— Start —
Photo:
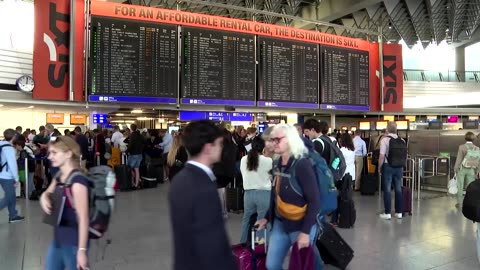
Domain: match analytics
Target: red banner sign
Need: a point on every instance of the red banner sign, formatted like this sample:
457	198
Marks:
150	14
393	78
51	50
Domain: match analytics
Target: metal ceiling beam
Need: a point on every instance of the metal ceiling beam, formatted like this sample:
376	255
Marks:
279	15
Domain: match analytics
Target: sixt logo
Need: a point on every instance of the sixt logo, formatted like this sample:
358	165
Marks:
56	76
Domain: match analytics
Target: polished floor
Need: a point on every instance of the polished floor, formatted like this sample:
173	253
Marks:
435	237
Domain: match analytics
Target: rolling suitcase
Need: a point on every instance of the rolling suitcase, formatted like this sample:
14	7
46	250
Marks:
251	256
406	201
234	196
124	175
333	249
368	184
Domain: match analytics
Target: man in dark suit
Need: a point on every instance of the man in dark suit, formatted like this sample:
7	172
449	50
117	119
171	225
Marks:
199	235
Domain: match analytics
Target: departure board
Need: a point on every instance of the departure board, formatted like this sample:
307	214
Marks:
345	78
133	61
289	73
218	67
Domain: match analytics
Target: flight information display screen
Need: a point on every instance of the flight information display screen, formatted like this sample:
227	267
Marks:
345	79
289	73
133	61
218	68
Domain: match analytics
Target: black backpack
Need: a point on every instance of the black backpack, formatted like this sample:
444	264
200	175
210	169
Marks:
3	163
471	202
397	152
336	162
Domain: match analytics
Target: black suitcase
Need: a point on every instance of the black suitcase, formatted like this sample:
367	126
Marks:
368	184
124	177
234	196
347	214
333	249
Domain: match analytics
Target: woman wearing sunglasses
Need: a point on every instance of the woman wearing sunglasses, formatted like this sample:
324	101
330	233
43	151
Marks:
68	249
293	213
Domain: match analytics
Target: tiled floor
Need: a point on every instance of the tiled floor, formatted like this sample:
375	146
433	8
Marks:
435	237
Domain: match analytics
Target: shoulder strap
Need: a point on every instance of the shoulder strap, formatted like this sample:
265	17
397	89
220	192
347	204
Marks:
68	184
319	139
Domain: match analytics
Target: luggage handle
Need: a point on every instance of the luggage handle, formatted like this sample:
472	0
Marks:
255	229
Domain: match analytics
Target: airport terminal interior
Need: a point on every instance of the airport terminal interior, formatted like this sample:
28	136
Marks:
246	65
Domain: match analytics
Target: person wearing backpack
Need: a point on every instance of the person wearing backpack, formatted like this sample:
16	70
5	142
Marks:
328	149
466	165
68	249
294	199
9	178
392	159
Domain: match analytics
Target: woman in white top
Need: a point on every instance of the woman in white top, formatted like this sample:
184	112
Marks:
256	170
348	151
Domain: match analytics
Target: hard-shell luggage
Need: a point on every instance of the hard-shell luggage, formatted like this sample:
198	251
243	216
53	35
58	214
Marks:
406	200
368	184
234	195
471	202
251	256
124	177
347	214
333	249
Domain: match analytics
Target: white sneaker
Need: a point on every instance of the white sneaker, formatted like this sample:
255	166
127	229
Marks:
386	216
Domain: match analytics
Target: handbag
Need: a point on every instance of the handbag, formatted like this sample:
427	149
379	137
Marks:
302	259
452	186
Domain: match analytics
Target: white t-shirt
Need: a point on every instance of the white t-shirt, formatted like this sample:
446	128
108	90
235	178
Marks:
349	156
259	179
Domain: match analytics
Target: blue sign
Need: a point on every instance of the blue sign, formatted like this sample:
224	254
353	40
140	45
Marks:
276	104
196	101
345	107
165	100
99	118
215	116
261	127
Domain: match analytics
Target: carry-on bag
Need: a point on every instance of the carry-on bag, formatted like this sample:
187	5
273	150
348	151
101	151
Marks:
368	184
251	256
333	249
234	196
406	200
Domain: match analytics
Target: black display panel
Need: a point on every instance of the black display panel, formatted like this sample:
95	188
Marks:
133	61
289	73
218	67
345	78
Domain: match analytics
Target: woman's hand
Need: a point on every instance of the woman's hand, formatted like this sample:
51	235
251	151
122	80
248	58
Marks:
82	260
46	203
261	224
303	240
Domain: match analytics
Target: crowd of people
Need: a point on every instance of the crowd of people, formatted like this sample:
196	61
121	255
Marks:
280	193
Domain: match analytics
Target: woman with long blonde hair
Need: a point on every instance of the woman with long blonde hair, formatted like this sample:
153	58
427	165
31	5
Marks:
68	250
177	157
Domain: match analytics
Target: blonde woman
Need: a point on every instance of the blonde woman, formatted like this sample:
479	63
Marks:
177	157
68	250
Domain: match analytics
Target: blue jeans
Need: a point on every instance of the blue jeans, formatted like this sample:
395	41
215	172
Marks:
61	257
390	174
31	185
10	198
254	201
280	243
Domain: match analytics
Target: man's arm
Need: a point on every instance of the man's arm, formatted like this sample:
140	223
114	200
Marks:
210	242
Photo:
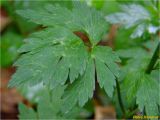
— End —
(Objective): Locate every line of the records that contains the word "logo" and copy each of those lines; case counts.

(Answer to the task):
Target: sixt logo
Need: a point on every instance of the sixt logo, formatted like this sample:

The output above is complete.